• **Problem requirements**:
Could you print each entry below verbatim while omitting the pictures?

Collection entries
###
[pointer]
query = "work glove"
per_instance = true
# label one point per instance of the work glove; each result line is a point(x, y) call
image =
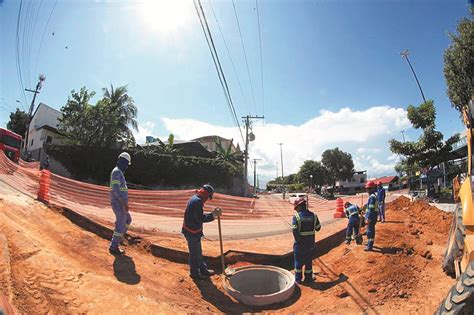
point(217, 212)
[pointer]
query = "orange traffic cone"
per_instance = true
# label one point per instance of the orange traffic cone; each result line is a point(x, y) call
point(43, 193)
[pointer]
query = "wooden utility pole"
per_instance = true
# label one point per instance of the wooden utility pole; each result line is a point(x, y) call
point(246, 152)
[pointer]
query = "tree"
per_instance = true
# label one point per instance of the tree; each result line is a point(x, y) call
point(459, 64)
point(168, 148)
point(18, 122)
point(315, 168)
point(122, 107)
point(430, 150)
point(226, 154)
point(339, 165)
point(103, 124)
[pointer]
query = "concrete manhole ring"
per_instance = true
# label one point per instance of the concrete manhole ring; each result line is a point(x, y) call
point(260, 285)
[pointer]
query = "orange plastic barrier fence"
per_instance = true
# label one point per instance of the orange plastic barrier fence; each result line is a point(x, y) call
point(95, 200)
point(43, 192)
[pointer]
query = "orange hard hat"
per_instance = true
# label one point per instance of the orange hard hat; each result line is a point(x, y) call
point(370, 184)
point(298, 201)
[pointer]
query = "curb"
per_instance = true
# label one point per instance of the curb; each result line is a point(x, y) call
point(232, 256)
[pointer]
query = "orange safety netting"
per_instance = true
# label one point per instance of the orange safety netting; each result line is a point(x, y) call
point(71, 193)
###
• **Reply**:
[pointer]
query = "work glove"
per_instance = true
# label one point per instance of the work glove; each result line is a point(x, y) call
image =
point(217, 212)
[pointer]
query = "orange traffic cone"
per_instance = true
# label one point per instance of the orange traffic cone; each result line is a point(x, y) call
point(43, 193)
[pointer]
query = "wooden utility pole"
per_instance = true
# label one point per instance of the wooden utility pole; each result line is a point(x, y) call
point(246, 152)
[pointer]
query = "tree"
per_instance = true
# label one point per instance of the tree; each result line is a point(x, y) call
point(459, 64)
point(168, 148)
point(18, 122)
point(315, 168)
point(122, 107)
point(430, 150)
point(226, 154)
point(339, 165)
point(103, 124)
[pointer]
query = "concrete manhole ring"
per_instance = true
# label one point per instance of the concrete manhole ring; each result line is a point(x, y) call
point(260, 285)
[pointer]
query = "orange plastic barrier fence"
per_instance = true
# label one point per instance of the orange plastic barrier fence; each result line is a point(x, y) call
point(95, 200)
point(43, 192)
[pointer]
query = "orange hard hat"
per_instance = true
# label one point per instance of the orange hard hat; each result line is a point(x, y) call
point(370, 184)
point(298, 201)
[pointer]
query = "curb"
per_instance = true
# label one point per instance of the curb; each result line is a point(x, y) call
point(232, 256)
[pointer]
query = "orange safety netting"
per_instance = true
# label one point per instance of the orange safety netting; each result line is a point(x, y) call
point(71, 193)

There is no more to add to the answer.